* [Problem]
Render the material below as a two-column CSV with the headers "label_request" and "boxes" and one row per request: its wording in the first field and its full answer in the second. Put each field in quotes and turn any line breaks into spaces. Cover all of the material and leave the picture out.

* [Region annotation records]

** begin **

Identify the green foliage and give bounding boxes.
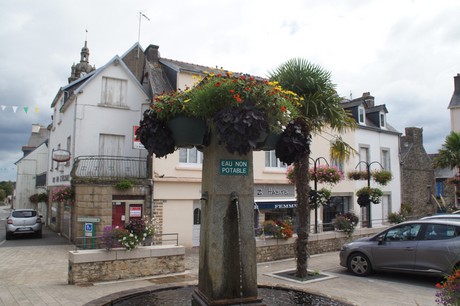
[433,131,460,169]
[115,179,133,190]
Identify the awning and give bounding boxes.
[254,199,297,210]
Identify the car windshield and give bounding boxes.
[12,210,37,218]
[379,224,421,241]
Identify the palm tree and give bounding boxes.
[433,131,460,176]
[269,58,356,278]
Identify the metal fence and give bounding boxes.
[72,155,147,179]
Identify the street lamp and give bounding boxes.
[310,157,329,234]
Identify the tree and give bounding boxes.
[269,58,356,278]
[433,131,460,176]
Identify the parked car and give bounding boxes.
[420,214,460,222]
[5,209,42,240]
[340,219,460,276]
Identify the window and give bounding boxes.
[102,77,128,107]
[179,148,203,165]
[380,113,385,128]
[359,147,369,171]
[380,149,391,171]
[358,107,366,124]
[265,150,287,168]
[379,224,421,241]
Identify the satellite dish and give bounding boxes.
[51,149,70,162]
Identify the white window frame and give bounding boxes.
[265,150,287,169]
[179,147,203,166]
[358,106,366,124]
[380,148,391,171]
[379,112,386,128]
[101,77,128,108]
[359,145,370,171]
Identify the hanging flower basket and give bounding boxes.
[308,188,332,209]
[136,110,175,157]
[137,72,300,157]
[275,119,311,165]
[166,115,206,148]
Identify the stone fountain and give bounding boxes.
[193,132,262,306]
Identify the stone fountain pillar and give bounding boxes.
[193,133,261,306]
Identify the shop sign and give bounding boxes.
[77,217,101,223]
[219,159,249,175]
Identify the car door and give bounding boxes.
[372,223,421,271]
[414,224,460,274]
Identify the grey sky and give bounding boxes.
[0,0,460,181]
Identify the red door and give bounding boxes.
[112,202,126,228]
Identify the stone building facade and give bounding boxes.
[400,127,436,218]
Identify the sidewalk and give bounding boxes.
[0,218,436,306]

** end **

* [Exercise response]
label_request,boxes
"Identify the green foliage and give bounding boxes.","[433,131,460,169] [115,179,133,190]"
"Identify the awning and give bounding boxes.","[254,199,297,210]"
"Identify the car windshield and give bounding boxes.","[12,210,37,218] [379,224,421,241]"
"Identify the palm tree and give bounding boxes.","[433,131,460,176] [269,58,356,278]"
"Identify the metal fence and give bounding boxes.","[72,155,147,179]"
"Identify the street lamp and give bounding boxes.","[310,157,329,234]"
"Identify the tree and give bounding boxes.","[269,58,356,278] [433,131,460,176]"
"Identify the parked car and give bounding boxes.","[420,214,460,222] [5,209,42,240] [340,219,460,276]"
"Identify the window and give bounding boxes.","[102,77,128,107] [179,148,203,165] [380,113,385,128] [359,147,369,171] [380,149,391,171] [358,107,366,124] [265,150,287,168] [379,224,421,241]"
"Identify the satellite dish and give bounding boxes.","[51,149,70,162]"
"Identify the white window frame and give bounding boxes.","[265,150,287,169] [179,147,203,166] [358,106,366,124] [380,148,391,171] [379,112,386,128] [101,77,128,108] [359,145,370,171]"
"Identify the hanging flower basket and give bounding boxes.","[308,188,332,209] [136,110,175,157] [137,72,300,157] [275,119,311,165] [166,115,206,148]"
"Identify the stone fountain and give bounding boxes.","[193,132,262,306]"
"Identify the stone fountain pillar and give bounding boxes.","[193,133,261,306]"
"Identify the shop sign and give bounding boxes.","[77,217,101,223] [219,159,249,175]"
"Identify the car door and give bounding boxes.","[372,223,421,271] [414,224,460,274]"
"Identify the grey sky and give bounding boxes.","[0,0,460,181]"
"Identify the red door and give bounding boxes.","[112,202,126,228]"
"Identify the stone building facade and give bounding boxes.","[400,127,436,218]"
"Identify the sidewalk and give bounding boxes.","[0,218,436,306]"